» **Work instructions**:
[1] Translate into Spanish this sentence from the passage on James Eads: "Eight people were killed; Eads and his family escaped, but their meager possessions were lost in the fire."
[2] Count the lines of the listing below that contain the word "Return". State only the number.

» **Source passage**:
--- begin ---

FreightWaves Classics/Pioneers: James Eads was a leading engineer of his time

The Eads Bridge over the Mississippi River in St. Louis. (Photo: distilledhistory.com)

Whether it was salvage ships on the Mississippi River, ironclads that helped the Union win the Civil War, a key bridge across the Mississippi or jetties at the mouth of that great river that spurred commerce, James B. Eads solved some of the major engineering problems of his time. That led deans of American colleges of engineering to name Eads one of the five greatest engineers of all time in July 1932.

Early life

James Buchanan Eads was born in Lawrenceburg, Indiana, on May 23, 1820 to Thomas and Ann Eads. His father moved the family often, trying to generate a decent living and failing each time. In September 1833, the Eads’ were aboard the steamboat Carrolton. As the ship approached the St. Louis wharves, a chimney flue collapsed, and the ship caught fire. Eight people were killed; Eads and his family escaped, but their meager possessions were lost in the fire. 

To help support the family, James Eads began selling apples in the street and then running errands for a dry goods store. His employer recognized Eads’ intelligence; he allowed Eads to read books from his personal library. This began Eads’ engineering education. Although he had very little formal education, by using the store owner’s library he educated himself on engineering, technology, machines and river transportation.

--- end ---

» **Data for processing**:
--- begin ---

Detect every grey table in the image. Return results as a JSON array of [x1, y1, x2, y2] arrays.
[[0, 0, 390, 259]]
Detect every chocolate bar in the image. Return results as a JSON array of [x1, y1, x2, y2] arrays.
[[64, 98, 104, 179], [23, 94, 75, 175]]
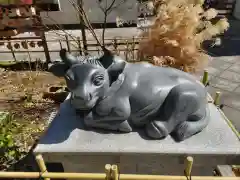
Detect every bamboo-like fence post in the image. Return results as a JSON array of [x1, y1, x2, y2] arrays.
[[36, 154, 50, 180], [58, 40, 62, 50], [77, 37, 82, 55], [65, 35, 71, 53], [202, 70, 208, 86], [111, 165, 119, 180], [105, 164, 112, 180], [213, 91, 221, 106], [185, 156, 193, 177]]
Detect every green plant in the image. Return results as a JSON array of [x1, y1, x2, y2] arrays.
[[0, 112, 21, 169]]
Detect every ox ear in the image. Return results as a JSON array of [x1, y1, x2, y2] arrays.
[[48, 62, 69, 77], [99, 49, 126, 84]]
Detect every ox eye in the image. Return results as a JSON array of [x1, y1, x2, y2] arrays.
[[93, 74, 104, 86]]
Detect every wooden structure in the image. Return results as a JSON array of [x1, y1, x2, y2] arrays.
[[0, 154, 240, 180], [0, 1, 50, 62]]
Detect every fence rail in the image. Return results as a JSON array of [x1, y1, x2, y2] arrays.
[[0, 154, 240, 180]]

--- end ---

» **Results for the exercise**:
[1] Murieron ocho personas; Eads y su familia escaparon, pero sus escasas pertenencias se perdieron en el incendio.

[2] 8